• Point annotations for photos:

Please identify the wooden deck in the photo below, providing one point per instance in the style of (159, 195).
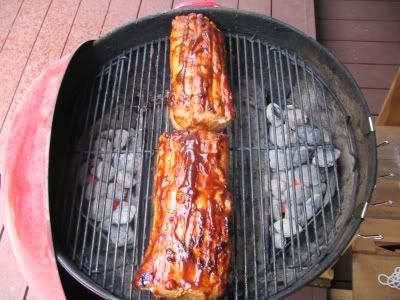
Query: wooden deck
(365, 36)
(36, 33)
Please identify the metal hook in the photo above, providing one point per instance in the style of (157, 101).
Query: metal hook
(384, 143)
(390, 202)
(371, 236)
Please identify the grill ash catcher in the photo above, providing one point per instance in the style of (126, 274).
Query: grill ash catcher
(302, 158)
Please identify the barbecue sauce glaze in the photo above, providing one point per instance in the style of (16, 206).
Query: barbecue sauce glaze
(200, 96)
(189, 248)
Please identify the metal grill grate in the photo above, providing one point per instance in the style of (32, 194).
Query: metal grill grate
(130, 94)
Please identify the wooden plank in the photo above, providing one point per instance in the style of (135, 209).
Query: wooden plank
(8, 14)
(365, 52)
(154, 6)
(303, 19)
(372, 76)
(366, 269)
(87, 24)
(338, 294)
(389, 116)
(120, 11)
(261, 7)
(358, 10)
(48, 46)
(224, 3)
(17, 48)
(385, 227)
(349, 30)
(308, 293)
(12, 283)
(375, 99)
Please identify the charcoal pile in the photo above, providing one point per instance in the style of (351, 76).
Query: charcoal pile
(300, 159)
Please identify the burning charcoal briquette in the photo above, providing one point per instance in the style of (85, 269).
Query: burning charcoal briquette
(276, 209)
(125, 160)
(278, 184)
(296, 213)
(126, 179)
(120, 238)
(103, 146)
(296, 117)
(325, 157)
(287, 227)
(279, 241)
(309, 135)
(104, 171)
(127, 213)
(298, 194)
(274, 114)
(100, 206)
(121, 138)
(116, 191)
(309, 205)
(294, 157)
(298, 156)
(309, 174)
(281, 136)
(107, 134)
(95, 190)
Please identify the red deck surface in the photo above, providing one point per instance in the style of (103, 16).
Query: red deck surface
(36, 33)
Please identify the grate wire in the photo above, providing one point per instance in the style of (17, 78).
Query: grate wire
(130, 93)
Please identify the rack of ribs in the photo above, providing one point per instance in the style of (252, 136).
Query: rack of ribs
(189, 248)
(200, 96)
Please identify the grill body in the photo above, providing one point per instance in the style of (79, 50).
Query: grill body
(96, 83)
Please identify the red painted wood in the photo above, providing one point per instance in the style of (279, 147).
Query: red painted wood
(359, 10)
(153, 7)
(8, 13)
(224, 3)
(48, 46)
(303, 18)
(349, 30)
(23, 189)
(12, 283)
(261, 7)
(88, 23)
(365, 52)
(375, 99)
(17, 48)
(373, 76)
(120, 11)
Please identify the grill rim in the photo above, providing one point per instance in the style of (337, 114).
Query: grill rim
(104, 51)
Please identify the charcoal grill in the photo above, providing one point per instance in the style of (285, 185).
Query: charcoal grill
(121, 81)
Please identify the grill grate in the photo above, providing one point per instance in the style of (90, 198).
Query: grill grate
(129, 93)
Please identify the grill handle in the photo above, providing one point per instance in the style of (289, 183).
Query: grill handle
(200, 3)
(377, 237)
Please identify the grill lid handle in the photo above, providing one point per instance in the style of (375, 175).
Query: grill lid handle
(200, 3)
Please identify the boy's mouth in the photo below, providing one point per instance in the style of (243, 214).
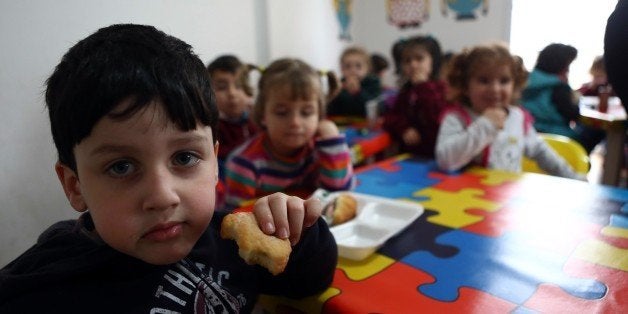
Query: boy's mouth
(164, 232)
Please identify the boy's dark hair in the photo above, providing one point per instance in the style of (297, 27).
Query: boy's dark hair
(429, 43)
(227, 63)
(378, 63)
(555, 58)
(120, 62)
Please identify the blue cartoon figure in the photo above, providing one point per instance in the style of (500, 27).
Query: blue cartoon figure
(343, 13)
(464, 8)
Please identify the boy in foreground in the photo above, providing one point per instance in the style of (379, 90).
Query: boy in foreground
(133, 120)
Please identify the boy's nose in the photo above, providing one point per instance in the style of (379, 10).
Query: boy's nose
(160, 191)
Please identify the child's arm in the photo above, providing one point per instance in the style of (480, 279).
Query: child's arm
(240, 181)
(313, 260)
(547, 159)
(457, 144)
(333, 157)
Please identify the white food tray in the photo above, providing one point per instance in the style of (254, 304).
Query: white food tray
(378, 219)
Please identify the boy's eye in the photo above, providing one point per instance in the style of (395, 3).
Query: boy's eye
(220, 86)
(280, 113)
(186, 159)
(308, 112)
(121, 169)
(483, 80)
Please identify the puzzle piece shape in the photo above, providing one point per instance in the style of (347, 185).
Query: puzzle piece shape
(600, 252)
(372, 184)
(394, 290)
(551, 299)
(509, 267)
(493, 192)
(358, 270)
(452, 206)
(400, 246)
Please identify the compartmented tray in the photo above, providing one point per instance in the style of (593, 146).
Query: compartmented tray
(377, 220)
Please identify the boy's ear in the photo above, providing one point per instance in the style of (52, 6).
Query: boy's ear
(71, 186)
(216, 147)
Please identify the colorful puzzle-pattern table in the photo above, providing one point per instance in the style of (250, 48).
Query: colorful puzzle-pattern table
(489, 241)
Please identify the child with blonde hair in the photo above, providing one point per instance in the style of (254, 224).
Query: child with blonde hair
(358, 85)
(297, 150)
(487, 128)
(413, 118)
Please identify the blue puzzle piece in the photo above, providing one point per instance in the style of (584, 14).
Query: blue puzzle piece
(399, 246)
(372, 184)
(397, 184)
(508, 267)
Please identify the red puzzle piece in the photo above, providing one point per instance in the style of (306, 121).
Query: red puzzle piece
(395, 290)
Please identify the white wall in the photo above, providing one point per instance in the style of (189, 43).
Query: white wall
(35, 34)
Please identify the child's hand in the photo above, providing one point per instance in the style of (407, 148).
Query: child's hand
(352, 84)
(327, 129)
(285, 216)
(497, 115)
(411, 137)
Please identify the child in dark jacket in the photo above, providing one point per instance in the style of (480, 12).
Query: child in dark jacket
(358, 85)
(413, 120)
(133, 119)
(229, 78)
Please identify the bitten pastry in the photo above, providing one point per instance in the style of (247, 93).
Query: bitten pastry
(342, 209)
(256, 247)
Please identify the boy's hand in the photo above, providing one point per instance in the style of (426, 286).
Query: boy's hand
(285, 216)
(352, 84)
(327, 129)
(411, 137)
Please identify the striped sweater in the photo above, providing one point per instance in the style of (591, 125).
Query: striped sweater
(253, 170)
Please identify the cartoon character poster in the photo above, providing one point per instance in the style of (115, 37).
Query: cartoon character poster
(343, 14)
(407, 13)
(464, 9)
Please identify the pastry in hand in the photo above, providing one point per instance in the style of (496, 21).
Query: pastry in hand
(341, 209)
(256, 247)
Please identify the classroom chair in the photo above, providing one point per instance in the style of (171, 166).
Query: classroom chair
(569, 149)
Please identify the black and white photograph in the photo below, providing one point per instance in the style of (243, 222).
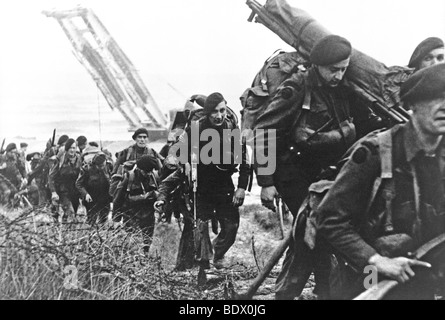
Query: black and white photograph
(219, 155)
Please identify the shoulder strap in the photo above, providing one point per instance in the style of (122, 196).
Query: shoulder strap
(263, 72)
(385, 149)
(129, 153)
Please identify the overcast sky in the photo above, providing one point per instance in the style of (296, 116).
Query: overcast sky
(197, 46)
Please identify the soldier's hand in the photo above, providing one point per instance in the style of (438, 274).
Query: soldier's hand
(24, 183)
(158, 206)
(88, 198)
(238, 197)
(54, 196)
(396, 268)
(268, 195)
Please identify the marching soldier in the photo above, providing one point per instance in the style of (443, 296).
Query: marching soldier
(62, 179)
(138, 192)
(428, 53)
(317, 118)
(93, 184)
(359, 216)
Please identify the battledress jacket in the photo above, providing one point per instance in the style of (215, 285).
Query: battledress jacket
(217, 178)
(352, 229)
(324, 104)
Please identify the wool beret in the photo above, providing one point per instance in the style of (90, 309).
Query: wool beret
(81, 140)
(199, 99)
(62, 139)
(330, 49)
(138, 132)
(69, 143)
(30, 156)
(147, 163)
(212, 102)
(11, 147)
(99, 158)
(426, 84)
(425, 47)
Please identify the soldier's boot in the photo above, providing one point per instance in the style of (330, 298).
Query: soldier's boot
(202, 277)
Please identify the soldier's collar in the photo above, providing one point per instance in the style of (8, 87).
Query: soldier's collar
(316, 80)
(413, 145)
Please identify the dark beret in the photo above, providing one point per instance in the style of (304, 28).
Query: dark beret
(69, 143)
(199, 98)
(426, 84)
(330, 49)
(99, 158)
(147, 163)
(138, 132)
(11, 147)
(425, 47)
(81, 140)
(31, 155)
(212, 101)
(62, 139)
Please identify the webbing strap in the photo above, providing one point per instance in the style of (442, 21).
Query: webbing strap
(385, 149)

• Requirements: Render everything from the line containing "Please identify the dark" down to the end of the items as a JSON list of strings, with one string per line and blank lines omitted.

• Solved problem:
[
  "Please identify the dark beret in the photo above, providing one point per instance in the style of (304, 28).",
  "Query: dark beret",
  "(69, 143)",
  "(199, 98)",
  "(426, 84)",
  "(330, 49)",
  "(99, 158)",
  "(147, 163)",
  "(138, 132)",
  "(11, 147)",
  "(425, 47)",
  "(81, 140)",
  "(31, 155)",
  "(212, 101)",
  "(62, 139)",
  "Please identify the webbing strap in the photo above, providing one point per instance in the style of (442, 21).",
  "Query: webbing strap",
  "(385, 149)"
]